» **PROVIDED MATERIAL**:
========================================

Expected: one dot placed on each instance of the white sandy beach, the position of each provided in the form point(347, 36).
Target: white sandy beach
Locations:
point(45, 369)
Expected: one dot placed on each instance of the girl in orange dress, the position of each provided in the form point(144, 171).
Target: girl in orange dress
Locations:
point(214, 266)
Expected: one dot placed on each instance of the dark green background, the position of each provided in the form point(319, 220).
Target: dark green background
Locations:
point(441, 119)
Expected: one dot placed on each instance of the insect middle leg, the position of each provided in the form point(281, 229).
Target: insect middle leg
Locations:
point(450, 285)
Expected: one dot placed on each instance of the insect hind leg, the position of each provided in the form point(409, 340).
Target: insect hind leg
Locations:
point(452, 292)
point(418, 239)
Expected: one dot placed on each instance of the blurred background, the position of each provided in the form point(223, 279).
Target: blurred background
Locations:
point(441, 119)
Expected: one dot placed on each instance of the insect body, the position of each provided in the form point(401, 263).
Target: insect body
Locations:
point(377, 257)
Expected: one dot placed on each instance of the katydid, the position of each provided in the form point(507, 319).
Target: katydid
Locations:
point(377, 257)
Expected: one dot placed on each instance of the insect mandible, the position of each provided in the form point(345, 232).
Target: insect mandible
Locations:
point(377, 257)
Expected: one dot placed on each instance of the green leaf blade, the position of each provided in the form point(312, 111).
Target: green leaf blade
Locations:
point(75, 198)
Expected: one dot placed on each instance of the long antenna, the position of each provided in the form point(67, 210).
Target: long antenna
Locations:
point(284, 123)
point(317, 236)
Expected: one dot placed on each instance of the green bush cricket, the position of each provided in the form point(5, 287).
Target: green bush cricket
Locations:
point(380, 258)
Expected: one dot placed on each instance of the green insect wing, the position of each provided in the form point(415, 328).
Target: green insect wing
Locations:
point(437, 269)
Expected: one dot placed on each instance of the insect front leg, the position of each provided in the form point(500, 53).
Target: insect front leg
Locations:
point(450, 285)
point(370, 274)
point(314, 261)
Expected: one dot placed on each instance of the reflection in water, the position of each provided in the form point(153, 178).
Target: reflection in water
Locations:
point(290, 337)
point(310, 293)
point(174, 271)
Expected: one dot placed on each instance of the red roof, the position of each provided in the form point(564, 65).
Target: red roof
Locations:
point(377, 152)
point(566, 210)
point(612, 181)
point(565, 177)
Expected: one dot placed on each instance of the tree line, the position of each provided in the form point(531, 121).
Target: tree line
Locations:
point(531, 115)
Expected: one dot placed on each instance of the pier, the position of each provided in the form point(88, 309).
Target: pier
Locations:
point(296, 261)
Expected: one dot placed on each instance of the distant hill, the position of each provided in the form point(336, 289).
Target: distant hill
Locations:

========================================

» **YOUR TASK**: Reproduce all of the data above verbatim, line by line and in its original order.

» **RIGHT ANSWER**:
Expected: one dot placed on each instance of the white sandy beach, the position of each provided in the form point(347, 36).
Target: white sandy beach
Locations:
point(45, 369)
Expected: one dot placed on each instance of the girl in orange dress, the position of each provided in the form point(144, 171).
Target: girl in orange dress
Locations:
point(214, 266)
Expected: one dot placed on each instance of the dark green background, the position of each provided in the form point(319, 220).
Target: dark green background
Locations:
point(441, 119)
Expected: one dot placed on each instance of the insect middle leg, the position of each provided in the form point(281, 229).
Target: insect middle leg
Locations:
point(450, 285)
Expected: one dot placed on each instance of the insect hind leg, the position of each provided in the form point(409, 340).
Target: insect hind leg
Locations:
point(452, 292)
point(418, 239)
Expected: one dot placed on each instance of the blurred background, the position of each provided in the form point(223, 279).
Target: blurred background
Locations:
point(441, 119)
Expected: one dot placed on each instance of the insect body, the position of each provided in the form point(401, 263).
Target: insect body
Locations:
point(377, 257)
Expected: one dot placed on each instance of the katydid, the position of each provided in the form point(507, 319).
Target: katydid
Locations:
point(377, 257)
Expected: one dot placed on each instance of the insect mandible, the position of each provided in the form point(345, 232).
Target: insect mandible
Locations:
point(377, 257)
Expected: one dot placed on each instance of the green leaf blade, the position of each provided in the form point(312, 111).
Target: green leaf blade
Locations:
point(75, 198)
Expected: one dot placed on each instance of the long antenna, the position of each provided in the form point(67, 210).
Target: long antenna
Locations:
point(284, 123)
point(317, 236)
Expected: one dot placed on each instance of the green bush cricket, the position of each provided in the form point(5, 287).
Target: green bush cricket
Locations:
point(380, 258)
Expected: one dot placed on each instance of the green insect wing, the position of each provided in the form point(415, 328).
Target: green insect wing
Locations:
point(437, 269)
Expected: one dot placed on each instance of the insect front leg, the position of each provided in the form point(500, 53).
Target: insect front leg
Locations:
point(450, 285)
point(370, 274)
point(314, 261)
Expected: one dot placed on each instance of the reflection in water, the position of each provided in the form point(153, 178).
Target: reflection in water
Locations:
point(290, 337)
point(310, 293)
point(174, 271)
Expected: one dot placed on each instance of the red roof, the position of each provided in the form point(564, 65).
Target: red roof
Locations:
point(377, 152)
point(566, 210)
point(612, 181)
point(565, 177)
Expected: one dot placed on each instance of the tree line, the position of each provided in the form point(531, 121).
Target: tree line
Locations:
point(531, 115)
Expected: one dot placed on each instance of the pier, the position of each provided in the form point(88, 309).
Target: pier
Locations:
point(296, 261)
Expected: one dot placed on each instance of the distant hill, the position of each provided in the form point(336, 289).
Target: distant hill
Locations:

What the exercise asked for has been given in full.